MATERIAL TO PROCESS: Begin

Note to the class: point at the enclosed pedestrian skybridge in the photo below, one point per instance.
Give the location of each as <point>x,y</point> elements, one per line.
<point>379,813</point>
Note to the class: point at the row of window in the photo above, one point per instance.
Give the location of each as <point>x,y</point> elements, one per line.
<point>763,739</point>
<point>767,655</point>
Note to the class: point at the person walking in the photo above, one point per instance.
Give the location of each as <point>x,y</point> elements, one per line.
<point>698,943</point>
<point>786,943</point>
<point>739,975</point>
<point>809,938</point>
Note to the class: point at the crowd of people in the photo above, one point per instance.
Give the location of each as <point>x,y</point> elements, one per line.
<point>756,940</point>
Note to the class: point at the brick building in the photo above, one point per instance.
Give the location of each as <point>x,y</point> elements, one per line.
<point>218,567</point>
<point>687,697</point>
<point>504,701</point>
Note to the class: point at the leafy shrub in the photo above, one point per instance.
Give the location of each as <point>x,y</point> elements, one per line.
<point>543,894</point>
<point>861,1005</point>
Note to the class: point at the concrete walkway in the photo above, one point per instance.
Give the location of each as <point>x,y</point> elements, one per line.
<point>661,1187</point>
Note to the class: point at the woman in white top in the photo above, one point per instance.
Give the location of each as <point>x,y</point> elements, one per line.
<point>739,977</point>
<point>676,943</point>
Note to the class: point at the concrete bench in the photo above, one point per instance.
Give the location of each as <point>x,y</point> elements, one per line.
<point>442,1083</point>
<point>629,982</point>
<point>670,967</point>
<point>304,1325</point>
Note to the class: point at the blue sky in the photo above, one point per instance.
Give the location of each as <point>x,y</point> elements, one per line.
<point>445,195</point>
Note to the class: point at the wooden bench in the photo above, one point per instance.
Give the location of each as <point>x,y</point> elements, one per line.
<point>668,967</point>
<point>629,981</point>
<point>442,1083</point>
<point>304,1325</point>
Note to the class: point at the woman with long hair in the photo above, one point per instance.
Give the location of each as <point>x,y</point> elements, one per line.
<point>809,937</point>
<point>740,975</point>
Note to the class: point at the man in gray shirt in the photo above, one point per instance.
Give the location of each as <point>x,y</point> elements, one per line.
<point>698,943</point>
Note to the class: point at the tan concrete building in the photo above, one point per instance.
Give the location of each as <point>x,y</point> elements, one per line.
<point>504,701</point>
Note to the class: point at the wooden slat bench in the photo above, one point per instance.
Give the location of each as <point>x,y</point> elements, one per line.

MATERIAL TO PROCESS: End

#### [HOW TO COMPLETE THIS TASK]
Filter the entries and keep only the lines holding "woman".

#### [RESULT FOR THIS TASK]
Note to the class: point at the woman in white top in the photo above, one point per instance.
Note to the class: point at the woman with long hair in the photo above, one point per instance.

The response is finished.